Excerpted records →
+--

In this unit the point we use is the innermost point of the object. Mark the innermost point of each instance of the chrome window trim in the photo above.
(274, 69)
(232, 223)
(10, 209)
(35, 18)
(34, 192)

+--

Directions for this task → Pick out each line in the rows above that contains the word "Mark" and copy those lines.

Final result →
In this unit the point we use is the innermost point of the object. Mark the innermost point of each instance of the chrome window trim in the photo above.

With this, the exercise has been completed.